Print word for word the records from the line containing "Where can the mattress" through the end.

(Recorded data)
┌────────
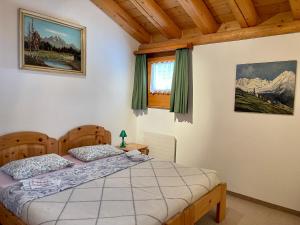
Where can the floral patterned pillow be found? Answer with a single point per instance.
(33, 166)
(94, 152)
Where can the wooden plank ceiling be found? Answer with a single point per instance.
(166, 24)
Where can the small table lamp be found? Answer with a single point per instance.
(123, 135)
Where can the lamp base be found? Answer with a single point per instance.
(123, 144)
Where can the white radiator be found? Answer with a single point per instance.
(161, 146)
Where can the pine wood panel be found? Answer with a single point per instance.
(242, 34)
(244, 12)
(295, 6)
(157, 16)
(201, 15)
(22, 145)
(112, 9)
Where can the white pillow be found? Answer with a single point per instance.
(94, 152)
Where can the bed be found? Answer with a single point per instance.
(149, 193)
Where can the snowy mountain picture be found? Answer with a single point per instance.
(50, 44)
(266, 87)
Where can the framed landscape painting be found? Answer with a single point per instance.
(50, 44)
(266, 87)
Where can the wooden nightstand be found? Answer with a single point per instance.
(133, 146)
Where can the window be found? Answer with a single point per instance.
(160, 75)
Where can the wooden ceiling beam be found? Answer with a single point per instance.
(295, 6)
(120, 16)
(241, 34)
(201, 15)
(152, 11)
(244, 11)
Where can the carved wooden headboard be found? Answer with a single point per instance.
(83, 136)
(21, 145)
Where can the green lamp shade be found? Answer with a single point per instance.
(123, 134)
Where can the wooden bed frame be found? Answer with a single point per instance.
(27, 144)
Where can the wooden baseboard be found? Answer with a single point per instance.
(267, 204)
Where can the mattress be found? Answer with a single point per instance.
(149, 193)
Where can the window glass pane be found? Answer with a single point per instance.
(161, 77)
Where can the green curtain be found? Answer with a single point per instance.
(139, 95)
(180, 83)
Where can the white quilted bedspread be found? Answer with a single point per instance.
(147, 194)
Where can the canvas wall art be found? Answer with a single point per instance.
(50, 44)
(266, 87)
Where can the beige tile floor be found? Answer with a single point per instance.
(242, 212)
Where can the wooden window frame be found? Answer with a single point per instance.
(158, 100)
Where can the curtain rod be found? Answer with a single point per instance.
(163, 49)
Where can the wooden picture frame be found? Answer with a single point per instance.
(50, 44)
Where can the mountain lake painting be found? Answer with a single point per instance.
(266, 87)
(50, 44)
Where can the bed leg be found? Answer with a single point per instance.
(221, 206)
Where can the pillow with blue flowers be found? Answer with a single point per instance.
(34, 166)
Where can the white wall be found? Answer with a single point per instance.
(256, 154)
(54, 103)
└────────
▶ THE ANSWER
Where can the mattress be found? Answer with a single point per instance.
(149, 193)
Where can the window glass pane be found? Answer with a single point per instance.
(161, 77)
Where can the green curtain be found? Answer with a single point per instance.
(139, 95)
(180, 83)
Where can the white quilted bedspread be found? Answer with a single point per instance.
(147, 194)
Where can the canvas wall art be found? Answer with a single point per instance.
(50, 44)
(266, 87)
Where can the beige tile floor be found? Answer with a single point per instance.
(242, 212)
Where can the wooden window frame be found? Answer with a single point per instance.
(158, 100)
Where can the curtain rod be found? Answer with a single point per instance.
(163, 49)
Where can the wooden picture frame be found? Answer with a single point per instance.
(50, 44)
Where can the mountain lake painting be found? Answer with a single point per instance.
(266, 87)
(50, 44)
Where can the bed leg be found? Answer with a single point per instance.
(221, 206)
Where can the pillow with blue flowers be found? Answer with a single point per instance.
(34, 166)
Where can the white wall be found? Answer with a single point per instance.
(256, 154)
(54, 103)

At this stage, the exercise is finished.